■ EXCERPTED DATA
------------------------------------------------------------------------
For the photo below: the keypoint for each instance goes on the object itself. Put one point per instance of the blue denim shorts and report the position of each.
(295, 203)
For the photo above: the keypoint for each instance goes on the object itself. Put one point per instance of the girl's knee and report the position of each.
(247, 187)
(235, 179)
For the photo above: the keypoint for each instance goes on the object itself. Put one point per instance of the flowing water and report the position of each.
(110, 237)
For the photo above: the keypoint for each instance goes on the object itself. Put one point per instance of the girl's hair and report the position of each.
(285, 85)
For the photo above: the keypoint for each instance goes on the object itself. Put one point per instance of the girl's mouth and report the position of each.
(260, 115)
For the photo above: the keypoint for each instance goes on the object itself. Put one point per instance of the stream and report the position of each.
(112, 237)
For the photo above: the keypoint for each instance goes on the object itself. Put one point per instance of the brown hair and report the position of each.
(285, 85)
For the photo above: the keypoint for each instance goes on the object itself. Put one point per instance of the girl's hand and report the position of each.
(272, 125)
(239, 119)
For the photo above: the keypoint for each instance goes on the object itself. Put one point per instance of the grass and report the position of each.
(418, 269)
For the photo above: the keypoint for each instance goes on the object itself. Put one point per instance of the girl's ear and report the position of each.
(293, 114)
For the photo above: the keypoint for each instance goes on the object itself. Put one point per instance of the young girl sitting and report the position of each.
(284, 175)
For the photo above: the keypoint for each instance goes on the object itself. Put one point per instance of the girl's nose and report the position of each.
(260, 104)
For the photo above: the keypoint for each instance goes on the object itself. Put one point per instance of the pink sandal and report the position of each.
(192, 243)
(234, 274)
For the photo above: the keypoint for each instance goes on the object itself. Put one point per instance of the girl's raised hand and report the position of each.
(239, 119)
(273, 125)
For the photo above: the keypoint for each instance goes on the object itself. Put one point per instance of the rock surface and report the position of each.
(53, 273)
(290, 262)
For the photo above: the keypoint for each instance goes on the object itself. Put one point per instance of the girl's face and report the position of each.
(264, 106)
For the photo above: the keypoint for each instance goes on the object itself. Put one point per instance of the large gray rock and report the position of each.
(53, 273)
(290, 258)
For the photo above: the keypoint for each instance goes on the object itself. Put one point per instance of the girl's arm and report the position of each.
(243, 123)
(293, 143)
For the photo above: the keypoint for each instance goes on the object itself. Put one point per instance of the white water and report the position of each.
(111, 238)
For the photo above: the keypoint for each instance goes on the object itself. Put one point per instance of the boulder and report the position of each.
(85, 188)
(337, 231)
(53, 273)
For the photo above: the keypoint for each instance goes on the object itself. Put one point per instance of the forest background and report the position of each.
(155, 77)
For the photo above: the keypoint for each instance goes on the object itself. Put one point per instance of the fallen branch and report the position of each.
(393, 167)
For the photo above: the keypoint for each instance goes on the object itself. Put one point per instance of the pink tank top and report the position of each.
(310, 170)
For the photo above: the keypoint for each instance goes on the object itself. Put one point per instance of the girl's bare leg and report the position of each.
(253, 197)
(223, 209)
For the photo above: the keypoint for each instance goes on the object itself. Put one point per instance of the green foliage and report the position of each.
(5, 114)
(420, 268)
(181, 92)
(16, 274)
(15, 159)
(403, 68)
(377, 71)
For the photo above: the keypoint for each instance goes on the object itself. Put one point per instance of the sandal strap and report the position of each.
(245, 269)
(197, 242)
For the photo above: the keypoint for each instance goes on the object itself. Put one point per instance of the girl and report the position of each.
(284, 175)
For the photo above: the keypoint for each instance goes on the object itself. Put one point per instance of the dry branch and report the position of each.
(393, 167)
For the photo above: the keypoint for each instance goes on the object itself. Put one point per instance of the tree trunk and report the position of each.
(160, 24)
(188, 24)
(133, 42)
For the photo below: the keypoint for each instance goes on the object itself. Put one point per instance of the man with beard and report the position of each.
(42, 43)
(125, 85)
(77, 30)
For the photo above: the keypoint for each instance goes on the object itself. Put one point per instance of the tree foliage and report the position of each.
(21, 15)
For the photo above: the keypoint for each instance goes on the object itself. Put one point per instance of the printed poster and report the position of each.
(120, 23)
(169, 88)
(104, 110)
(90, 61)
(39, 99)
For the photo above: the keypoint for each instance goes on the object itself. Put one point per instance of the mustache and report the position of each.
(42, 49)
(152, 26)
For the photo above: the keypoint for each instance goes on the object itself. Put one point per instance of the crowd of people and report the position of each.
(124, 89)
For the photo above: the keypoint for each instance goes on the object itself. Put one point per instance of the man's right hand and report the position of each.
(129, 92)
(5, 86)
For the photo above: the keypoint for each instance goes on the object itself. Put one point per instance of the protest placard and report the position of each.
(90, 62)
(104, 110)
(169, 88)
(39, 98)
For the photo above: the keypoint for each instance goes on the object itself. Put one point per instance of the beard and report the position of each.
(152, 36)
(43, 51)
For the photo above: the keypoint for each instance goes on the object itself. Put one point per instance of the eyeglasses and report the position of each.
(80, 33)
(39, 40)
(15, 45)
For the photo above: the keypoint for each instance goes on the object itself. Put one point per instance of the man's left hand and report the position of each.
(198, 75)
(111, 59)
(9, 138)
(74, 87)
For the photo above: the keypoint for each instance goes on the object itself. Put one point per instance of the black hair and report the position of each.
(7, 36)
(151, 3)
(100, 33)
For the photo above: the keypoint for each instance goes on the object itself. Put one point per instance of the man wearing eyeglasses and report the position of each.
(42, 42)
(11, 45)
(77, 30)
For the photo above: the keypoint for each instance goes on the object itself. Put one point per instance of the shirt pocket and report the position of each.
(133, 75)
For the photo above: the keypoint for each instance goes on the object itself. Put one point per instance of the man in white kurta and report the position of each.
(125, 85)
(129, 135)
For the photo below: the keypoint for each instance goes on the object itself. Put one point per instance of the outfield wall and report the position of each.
------------------------------------------------------------------------
■ EXERCISE REQUIREMENTS
Reproduce every line from the one containing "left hand and report the position of each." down to the end of the items, both ends included, keeping the item text unchanged and offsetting each coordinate in the answer points by 126.

■ REPLY
For the photo above: the keypoint for each instance goes on the object itself. Put one point per instance of the man's left hand and report the position of each.
(324, 201)
(237, 185)
(135, 264)
(200, 213)
For the photo above: the keypoint for each instance goes on the object itself. Put one point per instance of the black hair and report the position of each.
(133, 162)
(277, 129)
(226, 159)
For the photo above: the keypoint for each instance goes on the object itself. Put one point per instance of the man wearing eyeglasses and report the position of each.
(168, 168)
(137, 171)
(203, 156)
For the photo above: the keypoint for each instance goes on the object itself. Put one point per instance of the shirt pocket and report the position of each.
(259, 201)
For the photo above: the keypoint for each instance goes on the object itself. Put one point per instance of the man in white kurta and report the position of each.
(251, 211)
(255, 261)
For the photo below: the keypoint for each instance goes on the object itself. Put one point per instance of the outfield wall and report the position of each.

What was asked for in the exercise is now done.